[Entries from a pointing dataset]
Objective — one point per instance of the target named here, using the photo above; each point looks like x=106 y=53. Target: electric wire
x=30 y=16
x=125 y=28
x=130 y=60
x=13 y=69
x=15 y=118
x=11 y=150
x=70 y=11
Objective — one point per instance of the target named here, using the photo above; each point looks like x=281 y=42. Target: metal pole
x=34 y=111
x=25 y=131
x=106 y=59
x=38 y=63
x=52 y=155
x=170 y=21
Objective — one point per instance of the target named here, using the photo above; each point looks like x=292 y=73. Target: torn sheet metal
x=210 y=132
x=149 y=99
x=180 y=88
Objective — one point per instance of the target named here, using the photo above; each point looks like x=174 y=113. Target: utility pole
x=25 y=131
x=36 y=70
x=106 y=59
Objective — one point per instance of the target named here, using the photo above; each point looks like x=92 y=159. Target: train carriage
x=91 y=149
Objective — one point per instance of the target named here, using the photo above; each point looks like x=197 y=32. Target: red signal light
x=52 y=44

### Task description
Reproduce the part that opens with the line containing "Target: utility pole" and closes with the last row, substituting "railway car" for "train carriage" and leaving everything else unchanged.

### Result
Objective — one point per instance of the target named here, using the photo above; each point looks like x=174 y=113. Target: utility pole
x=25 y=131
x=36 y=70
x=106 y=59
Objective — one point per instance of the target named here, using the photo above; each point looks like x=92 y=159. Target: railway car
x=91 y=149
Objective — one point per instance of the target named here, using the photo above; each point looks like x=197 y=32. Target: red signal light
x=52 y=44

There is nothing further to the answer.